▶ _WHAT YOU ARE ASKED TO DO_: List all lines of the data containing the word "book".

** RECORDS FOR THIS EXERCISE follows **

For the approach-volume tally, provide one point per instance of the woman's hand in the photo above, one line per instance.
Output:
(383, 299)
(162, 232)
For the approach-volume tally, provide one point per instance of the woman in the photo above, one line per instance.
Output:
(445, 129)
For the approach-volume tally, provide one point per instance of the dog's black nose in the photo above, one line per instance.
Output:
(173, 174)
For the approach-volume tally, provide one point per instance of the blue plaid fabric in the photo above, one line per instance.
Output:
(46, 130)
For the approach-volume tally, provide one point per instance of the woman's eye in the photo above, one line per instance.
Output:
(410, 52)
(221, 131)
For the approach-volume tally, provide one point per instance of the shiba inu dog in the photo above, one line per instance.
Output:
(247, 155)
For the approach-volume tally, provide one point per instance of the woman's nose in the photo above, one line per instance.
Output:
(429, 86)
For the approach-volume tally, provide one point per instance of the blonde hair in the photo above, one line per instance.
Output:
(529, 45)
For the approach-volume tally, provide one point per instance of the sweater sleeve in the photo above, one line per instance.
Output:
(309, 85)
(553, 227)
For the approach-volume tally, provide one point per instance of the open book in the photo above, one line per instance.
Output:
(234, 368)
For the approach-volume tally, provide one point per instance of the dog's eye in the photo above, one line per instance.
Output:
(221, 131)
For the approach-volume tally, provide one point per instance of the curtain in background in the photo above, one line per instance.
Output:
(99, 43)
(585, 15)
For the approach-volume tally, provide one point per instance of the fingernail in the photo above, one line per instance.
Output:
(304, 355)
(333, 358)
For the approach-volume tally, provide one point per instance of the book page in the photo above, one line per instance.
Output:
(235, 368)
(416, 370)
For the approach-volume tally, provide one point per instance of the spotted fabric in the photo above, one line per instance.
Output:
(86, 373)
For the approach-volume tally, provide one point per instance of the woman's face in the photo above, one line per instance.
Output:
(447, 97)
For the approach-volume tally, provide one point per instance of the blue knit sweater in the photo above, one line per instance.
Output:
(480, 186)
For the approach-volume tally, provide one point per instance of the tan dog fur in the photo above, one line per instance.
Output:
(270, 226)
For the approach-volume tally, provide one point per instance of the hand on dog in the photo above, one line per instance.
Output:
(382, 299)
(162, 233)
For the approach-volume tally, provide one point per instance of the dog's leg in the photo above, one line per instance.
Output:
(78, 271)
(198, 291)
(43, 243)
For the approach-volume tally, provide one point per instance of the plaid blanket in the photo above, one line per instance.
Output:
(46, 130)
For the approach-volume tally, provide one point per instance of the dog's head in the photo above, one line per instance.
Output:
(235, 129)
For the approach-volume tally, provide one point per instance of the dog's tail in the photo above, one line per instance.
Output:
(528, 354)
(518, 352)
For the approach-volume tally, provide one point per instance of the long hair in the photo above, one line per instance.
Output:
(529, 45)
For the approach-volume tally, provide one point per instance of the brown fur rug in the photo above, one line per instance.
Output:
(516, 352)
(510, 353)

** End of RECORDS FOR THIS EXERCISE **

▶ _SOLVED EXERCISE_:
For the approach-volume tally, provide one point per instance of the open book in the photo above, one line per instance.
For the approach-volume tally, provide one point per instance of the book page in the photo above, one line per instance.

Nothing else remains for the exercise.